*** Records to use Section Begins ***

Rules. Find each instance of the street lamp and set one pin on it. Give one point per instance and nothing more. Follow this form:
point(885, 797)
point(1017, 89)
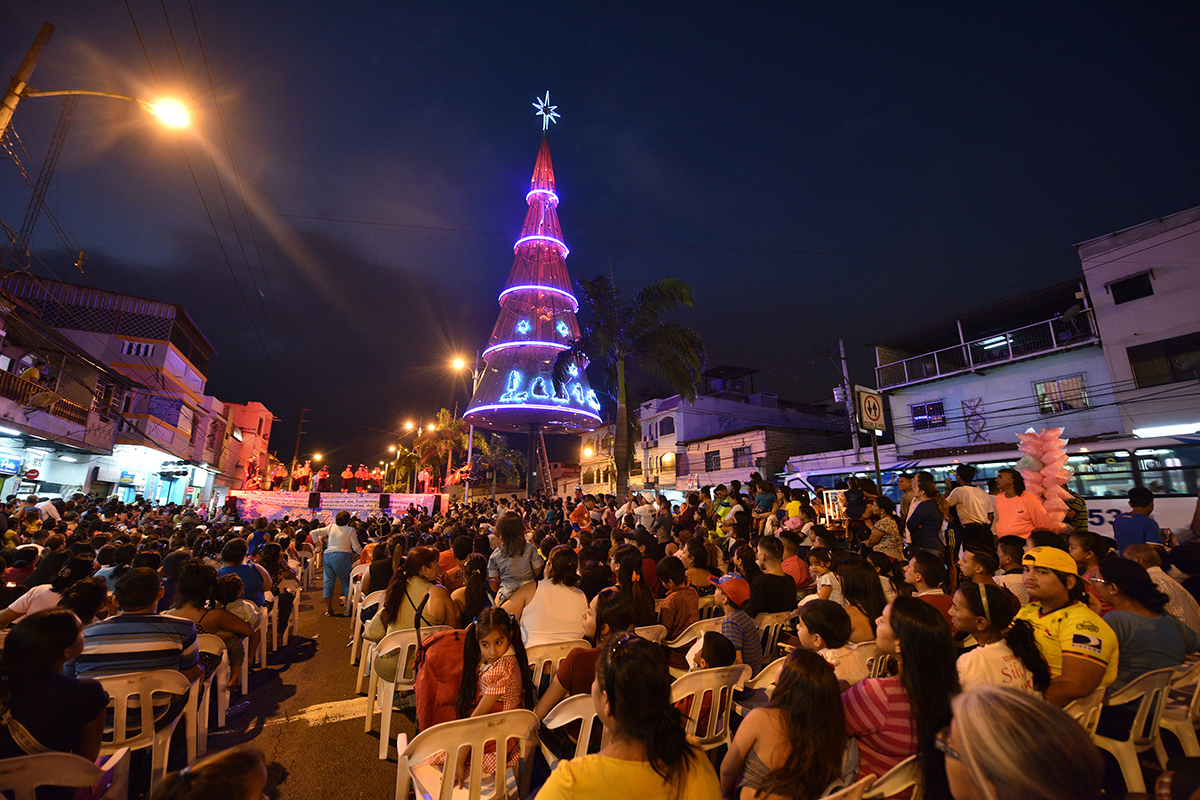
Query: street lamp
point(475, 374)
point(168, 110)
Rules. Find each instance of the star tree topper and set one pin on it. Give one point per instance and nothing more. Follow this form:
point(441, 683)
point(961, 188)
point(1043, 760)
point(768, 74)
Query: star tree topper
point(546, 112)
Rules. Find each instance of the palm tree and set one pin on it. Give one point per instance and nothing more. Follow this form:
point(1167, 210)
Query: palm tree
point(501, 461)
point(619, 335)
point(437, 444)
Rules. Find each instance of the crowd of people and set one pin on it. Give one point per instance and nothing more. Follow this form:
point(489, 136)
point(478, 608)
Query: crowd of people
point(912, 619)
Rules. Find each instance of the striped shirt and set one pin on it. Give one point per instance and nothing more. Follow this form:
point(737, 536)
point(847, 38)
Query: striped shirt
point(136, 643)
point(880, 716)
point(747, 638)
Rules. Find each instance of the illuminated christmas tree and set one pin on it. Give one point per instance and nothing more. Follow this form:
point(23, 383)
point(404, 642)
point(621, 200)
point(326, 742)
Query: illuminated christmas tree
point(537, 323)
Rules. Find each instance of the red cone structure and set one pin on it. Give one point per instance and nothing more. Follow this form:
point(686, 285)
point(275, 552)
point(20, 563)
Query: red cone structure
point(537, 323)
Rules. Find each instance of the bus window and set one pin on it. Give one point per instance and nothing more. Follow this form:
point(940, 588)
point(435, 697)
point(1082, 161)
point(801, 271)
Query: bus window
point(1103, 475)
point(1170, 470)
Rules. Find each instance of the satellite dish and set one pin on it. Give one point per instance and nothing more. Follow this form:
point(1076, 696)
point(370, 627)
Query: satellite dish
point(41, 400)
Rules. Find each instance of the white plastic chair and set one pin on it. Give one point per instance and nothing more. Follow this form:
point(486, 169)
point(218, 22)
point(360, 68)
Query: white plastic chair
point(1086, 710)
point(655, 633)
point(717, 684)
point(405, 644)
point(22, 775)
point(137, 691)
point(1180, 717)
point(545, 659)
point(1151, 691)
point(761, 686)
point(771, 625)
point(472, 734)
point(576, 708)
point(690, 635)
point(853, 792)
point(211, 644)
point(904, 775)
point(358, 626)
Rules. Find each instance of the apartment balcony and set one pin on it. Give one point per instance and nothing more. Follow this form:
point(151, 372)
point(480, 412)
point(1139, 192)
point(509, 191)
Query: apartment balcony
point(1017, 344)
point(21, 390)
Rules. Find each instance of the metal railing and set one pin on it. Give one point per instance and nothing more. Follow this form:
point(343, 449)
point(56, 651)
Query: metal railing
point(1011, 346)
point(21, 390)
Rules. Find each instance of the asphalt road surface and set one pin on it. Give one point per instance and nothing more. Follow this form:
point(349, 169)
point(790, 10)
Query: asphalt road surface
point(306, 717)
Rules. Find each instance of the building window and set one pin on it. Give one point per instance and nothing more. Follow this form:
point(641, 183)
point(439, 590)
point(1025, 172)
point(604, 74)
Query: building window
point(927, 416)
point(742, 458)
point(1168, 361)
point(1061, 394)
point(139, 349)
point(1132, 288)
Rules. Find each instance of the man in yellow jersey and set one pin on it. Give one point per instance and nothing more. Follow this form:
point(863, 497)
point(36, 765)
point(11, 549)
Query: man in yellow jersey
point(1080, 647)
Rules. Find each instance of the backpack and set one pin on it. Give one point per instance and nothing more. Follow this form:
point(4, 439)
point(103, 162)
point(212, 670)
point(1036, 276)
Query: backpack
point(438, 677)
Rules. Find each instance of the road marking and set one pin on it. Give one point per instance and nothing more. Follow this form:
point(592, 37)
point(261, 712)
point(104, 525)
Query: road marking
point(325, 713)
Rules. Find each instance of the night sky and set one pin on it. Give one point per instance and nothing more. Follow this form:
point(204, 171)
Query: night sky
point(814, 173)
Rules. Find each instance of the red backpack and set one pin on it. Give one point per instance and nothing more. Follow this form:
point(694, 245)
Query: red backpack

*** Records to use Section Ends ***

Directions :: Go through the lines above and write each one out verbatim, skipping the pictures.

Solution to this task ::
Rules. Find each instance of the street lamp and set one pin on it. Give one point per instance and nothing more. Follow this form:
point(885, 797)
point(1017, 89)
Query: street lamp
point(475, 374)
point(168, 110)
Rules. Find each instance of the star tree topper and set one pin on it. Give one point per instance and nothing more. Follow this form:
point(441, 683)
point(961, 188)
point(1043, 760)
point(768, 74)
Query: star tree topper
point(546, 112)
Rules. Find each instance of the palm tree and set one pin on it. Give one point per instance and nothing more. Follow this form:
point(1167, 210)
Query: palm tree
point(501, 461)
point(619, 335)
point(437, 444)
Rules. Find each instance of the crowd of people and set one pin on it. Give one point per instance and nothing more. Follow this form:
point(489, 136)
point(478, 608)
Query: crowd of people
point(912, 619)
Rules. Find each instance of the striped shirt and set one pin on it. Give one point per instance and nothing more. Follow this form:
point(737, 536)
point(847, 38)
Query: striped shirt
point(136, 643)
point(880, 716)
point(747, 638)
Rules. Find each instance of the illuminated christmas tree and set one pin on it. Give one point per instance and nothing more. Follow this form:
point(23, 383)
point(404, 642)
point(621, 200)
point(326, 742)
Query: illuminated christmas tree
point(537, 323)
Rules. Find each instance of the red cone structure and set one pin on it. Give one point per instance and nothing more. Follow this form:
point(686, 285)
point(275, 552)
point(20, 563)
Query: red cone structure
point(537, 323)
Rules. Find each instance of the bus window and set one pin on it. Give one point per instance and nothing more. Follow this form:
point(940, 588)
point(435, 697)
point(1082, 161)
point(801, 271)
Query: bus window
point(1103, 475)
point(1170, 470)
Rules. Find each instance of the satellite dish and set one pin on it. Give one point per instance and nothing more. Follow this form:
point(1076, 696)
point(370, 627)
Query: satellite dish
point(41, 400)
Rules. Find each instance of the white plastic chair and set one pin on it. Give one point per instance and nothing more. Follow this form:
point(486, 169)
point(218, 22)
point(360, 68)
Query: white plastic chair
point(1086, 710)
point(655, 633)
point(717, 684)
point(405, 644)
point(22, 775)
point(137, 691)
point(1180, 717)
point(545, 659)
point(1151, 691)
point(761, 686)
point(771, 625)
point(472, 734)
point(576, 708)
point(690, 635)
point(853, 792)
point(211, 644)
point(904, 775)
point(358, 626)
Rules. Find each instance of the apartment balcony and set one pin on it. Give one point per instance and nothing more. Follow this form:
point(151, 372)
point(480, 412)
point(1139, 192)
point(509, 191)
Query: apartment balcony
point(1017, 344)
point(21, 390)
Rules. Find each instance of the metal railing and set one pin on it. Give one point per instance and nothing more. Follow this form:
point(343, 449)
point(56, 651)
Query: metal railing
point(1011, 346)
point(21, 390)
Rules. Find each instance of the asphalt road surface and set one pin on it. Give one point per instance and nothing more. Follow this form:
point(349, 169)
point(790, 10)
Query: asphalt road surface
point(306, 717)
Rules. Find each instance of the building window and set one pin on it. Give one point per instance and nothing more. Follow this form:
point(641, 183)
point(439, 590)
point(1025, 172)
point(604, 74)
Query: building window
point(927, 416)
point(742, 458)
point(1168, 361)
point(1061, 394)
point(139, 349)
point(1132, 288)
Rules. Find each instance of the man in yellow jersey and set one pin on it. Give one point per instance and nothing more. Follow this form:
point(863, 497)
point(36, 765)
point(11, 549)
Query: man in yellow jersey
point(1080, 647)
Rules. Find each instance of the backpack and set one pin on it. Give one point per instance and nothing more. Follow this form:
point(4, 439)
point(103, 162)
point(212, 670)
point(1036, 276)
Query: backpack
point(438, 677)
Rules. Find each instance of the road marking and set one pin on it. Give one point per instance and nothing more. Follow this form:
point(592, 37)
point(261, 712)
point(104, 525)
Query: road marking
point(325, 713)
Rules. Find each instance of the night sky and set one pin on it. Give one point per instance and nothing more. Follow this form:
point(204, 171)
Query: night sky
point(814, 173)
Rules. Find each instance of the red backpack and set one pin on it. Give one point per instance and nothing more. Follow this form:
point(694, 245)
Query: red backpack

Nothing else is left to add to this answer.